----- Record set -----
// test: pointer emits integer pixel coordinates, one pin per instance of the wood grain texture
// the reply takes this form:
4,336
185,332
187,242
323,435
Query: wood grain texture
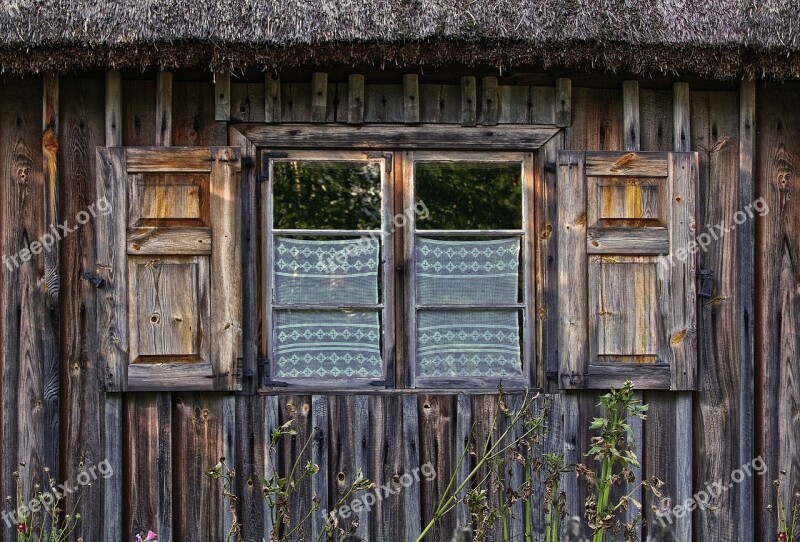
411,98
147,457
715,133
777,295
193,115
24,316
164,109
138,112
272,97
469,101
197,438
355,99
222,96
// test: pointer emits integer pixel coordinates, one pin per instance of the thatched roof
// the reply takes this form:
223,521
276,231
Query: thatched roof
719,38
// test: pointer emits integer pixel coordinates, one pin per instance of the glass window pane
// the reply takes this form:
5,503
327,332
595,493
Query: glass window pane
335,195
327,344
332,271
467,272
469,195
468,343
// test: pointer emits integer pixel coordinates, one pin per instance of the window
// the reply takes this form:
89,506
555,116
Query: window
469,290
329,234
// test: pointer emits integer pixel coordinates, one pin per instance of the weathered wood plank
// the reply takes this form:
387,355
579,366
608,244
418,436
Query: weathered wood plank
164,109
51,285
222,96
197,443
489,102
22,202
82,130
469,101
411,98
355,99
563,102
411,497
138,112
272,97
715,132
681,117
778,299
147,430
440,103
630,115
572,309
427,136
319,96
193,115
113,113
436,447
320,483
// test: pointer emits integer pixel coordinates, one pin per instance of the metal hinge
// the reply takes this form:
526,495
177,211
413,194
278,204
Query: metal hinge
266,376
385,155
266,157
706,283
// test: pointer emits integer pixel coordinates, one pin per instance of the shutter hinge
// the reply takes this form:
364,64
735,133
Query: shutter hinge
385,155
706,283
95,280
266,157
266,376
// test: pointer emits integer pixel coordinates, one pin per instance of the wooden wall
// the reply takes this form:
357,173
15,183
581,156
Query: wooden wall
55,413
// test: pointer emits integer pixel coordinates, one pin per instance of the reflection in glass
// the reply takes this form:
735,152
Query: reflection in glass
470,195
338,195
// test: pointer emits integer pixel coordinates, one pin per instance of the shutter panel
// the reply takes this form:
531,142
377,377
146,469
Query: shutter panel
169,314
627,305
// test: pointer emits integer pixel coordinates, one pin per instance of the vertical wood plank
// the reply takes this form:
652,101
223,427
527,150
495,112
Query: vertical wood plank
563,102
411,98
436,438
355,99
84,431
138,112
469,101
680,93
632,142
272,97
113,118
630,115
222,96
715,133
463,434
251,436
22,203
197,444
411,453
319,456
777,295
147,457
51,132
489,101
164,109
319,97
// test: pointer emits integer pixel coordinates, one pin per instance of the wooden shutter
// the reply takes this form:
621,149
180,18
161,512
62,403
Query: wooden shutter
169,313
626,286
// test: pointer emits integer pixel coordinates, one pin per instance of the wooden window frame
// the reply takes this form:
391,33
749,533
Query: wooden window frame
393,140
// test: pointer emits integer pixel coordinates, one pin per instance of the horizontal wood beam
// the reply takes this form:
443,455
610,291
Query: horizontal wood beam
428,136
-----
What is expected.
Everything from the first line of the records through the line containing "the shutter panel" should be repeated exactly, with the pictures left out.

Answer.
// test: pointer emits integer pixel coordinates, one pin per instance of the wood grain texture
// the reply takes this form:
4,336
185,332
187,242
323,435
Query: wood grain texture
411,98
147,457
715,133
777,295
193,115
24,316
164,109
138,112
272,97
469,101
197,438
355,99
222,96
// test: pointer emits integer pixel coordinates, one pin per instance of the thatched roof
// the reply takes this form:
223,521
276,231
Query: thatched roof
719,38
// test: pointer emits integer pixel coordinates, one pin per instance of the glass window pane
// the reply takes this form:
5,503
327,332
595,493
Query: glass window pane
335,195
327,344
332,271
467,272
469,195
468,343
// test: pointer emits integer pixel coordinates, one pin per instance of the window
// the reply takes this form:
89,506
555,116
Query: window
469,290
329,234
// test: pointer emits integer pixel coordinates, one pin per instance of the weathered wood plank
// the reply takes this form:
387,355
579,366
608,244
418,436
Query: weathered wood plank
164,109
51,285
222,96
197,443
489,102
22,202
82,130
469,101
411,98
355,99
563,102
411,497
138,112
272,97
715,132
681,117
778,299
147,430
440,103
630,115
572,309
427,136
319,96
193,115
113,113
436,447
320,483
// test: pointer emits integer pixel coordinates, one pin per instance of the metal hinge
// the reply takes this form:
526,495
177,211
413,194
278,204
Query: metal hinge
266,376
385,155
266,157
706,283
// test: pointer emits integer pixel coordinates, one pin per instance of the shutter hinge
// the reply takes this form:
364,64
735,133
Query: shutter hinge
385,155
706,283
95,280
266,157
266,376
// test: pointer emits integer pixel coordinates, one pin per instance of the wooden wall
// the reply takes this form:
357,173
15,183
581,156
Query: wooden wall
55,413
// test: pointer emits integer pixel coordinates, one pin per instance of the reflection in glass
// the reply takes this form:
735,152
Query: reflection in glass
470,195
338,195
// test: pointer emits integer pixel coordinates, one pin per instance of the shutter panel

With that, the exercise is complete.